▶ [What you should do]
Write out, word for word, the stretch of the entries from the line containing "Expected: a marker on each instance of the green leaves, one" through the end of the entries.

▶ [Records for this exercise]
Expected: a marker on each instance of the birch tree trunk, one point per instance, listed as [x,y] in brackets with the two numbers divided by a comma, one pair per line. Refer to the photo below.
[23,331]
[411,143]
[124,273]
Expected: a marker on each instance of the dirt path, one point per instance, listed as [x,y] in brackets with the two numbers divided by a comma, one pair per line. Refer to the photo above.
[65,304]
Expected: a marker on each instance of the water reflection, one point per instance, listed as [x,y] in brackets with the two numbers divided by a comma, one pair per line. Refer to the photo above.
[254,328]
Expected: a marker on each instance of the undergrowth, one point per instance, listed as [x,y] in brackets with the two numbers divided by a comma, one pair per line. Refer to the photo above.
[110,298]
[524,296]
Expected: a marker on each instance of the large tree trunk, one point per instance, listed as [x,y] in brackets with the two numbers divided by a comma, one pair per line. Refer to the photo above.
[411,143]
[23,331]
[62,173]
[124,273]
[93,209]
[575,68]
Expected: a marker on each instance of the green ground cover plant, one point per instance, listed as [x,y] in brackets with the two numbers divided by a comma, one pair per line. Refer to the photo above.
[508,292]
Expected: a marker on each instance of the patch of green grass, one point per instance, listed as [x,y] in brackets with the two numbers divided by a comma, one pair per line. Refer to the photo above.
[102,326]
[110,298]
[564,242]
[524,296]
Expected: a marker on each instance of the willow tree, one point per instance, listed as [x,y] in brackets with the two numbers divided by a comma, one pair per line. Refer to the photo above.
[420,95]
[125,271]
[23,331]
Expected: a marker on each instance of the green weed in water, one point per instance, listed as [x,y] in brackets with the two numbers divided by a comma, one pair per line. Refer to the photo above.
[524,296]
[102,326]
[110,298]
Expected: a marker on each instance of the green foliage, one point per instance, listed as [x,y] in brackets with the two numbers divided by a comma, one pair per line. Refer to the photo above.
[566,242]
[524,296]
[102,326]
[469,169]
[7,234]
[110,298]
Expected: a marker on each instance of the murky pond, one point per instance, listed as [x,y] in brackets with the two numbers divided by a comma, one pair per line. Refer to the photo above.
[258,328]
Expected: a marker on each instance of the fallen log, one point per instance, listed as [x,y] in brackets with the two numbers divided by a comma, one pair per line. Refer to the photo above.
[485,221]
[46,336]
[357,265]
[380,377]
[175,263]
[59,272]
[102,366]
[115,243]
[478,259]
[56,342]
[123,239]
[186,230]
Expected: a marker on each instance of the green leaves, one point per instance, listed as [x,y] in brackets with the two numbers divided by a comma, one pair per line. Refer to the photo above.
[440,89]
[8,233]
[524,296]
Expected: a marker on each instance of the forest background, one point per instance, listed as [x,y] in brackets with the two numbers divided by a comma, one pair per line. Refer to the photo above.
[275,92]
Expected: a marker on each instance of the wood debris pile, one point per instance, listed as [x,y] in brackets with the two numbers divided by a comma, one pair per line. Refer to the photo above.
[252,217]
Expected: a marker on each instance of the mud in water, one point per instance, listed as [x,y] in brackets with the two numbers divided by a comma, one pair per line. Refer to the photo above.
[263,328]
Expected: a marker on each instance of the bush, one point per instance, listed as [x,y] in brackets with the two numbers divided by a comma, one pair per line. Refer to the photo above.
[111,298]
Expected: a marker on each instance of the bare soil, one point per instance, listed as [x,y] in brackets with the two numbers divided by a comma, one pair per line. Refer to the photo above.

▶ [Expected output]
Expected: a marker on each instance of the green leaves, one point per instance, listed as [x,y] in brackets with the two numbers divided by a comma, one pair per line. Refer to the photo above.
[440,89]
[8,233]
[524,296]
Expected: a marker on each instance of the forest background, one point per instance, listed as [x,y] in brackets with the two numbers divided by a comma, one pair per line. Refer to the photo above.
[275,92]
Expected: a marker on each instance of the wood debris pile, one point per instance, listed as [x,y] in brackets with the two numbers divided by a comma, one pair per line. Refer to the photo above.
[252,217]
Expected: a marker on each instance of the mud in water, one point per instance, listed as [x,y] in brackets with the two numbers divided by a comma, one pair per line. Refer to the photo above.
[263,328]
Expected: a marker on each instance of the bush, one point per instance, listed as [x,y] in brackets with the two numbers divided by a comma, one pair per line. Refer to the photo above.
[111,298]
Expected: a marker on each instance of the bare soil, one point per instance, listed as [x,y] in brackets with the two numbers divided by a comma, one pair per line. Refer to the photo above.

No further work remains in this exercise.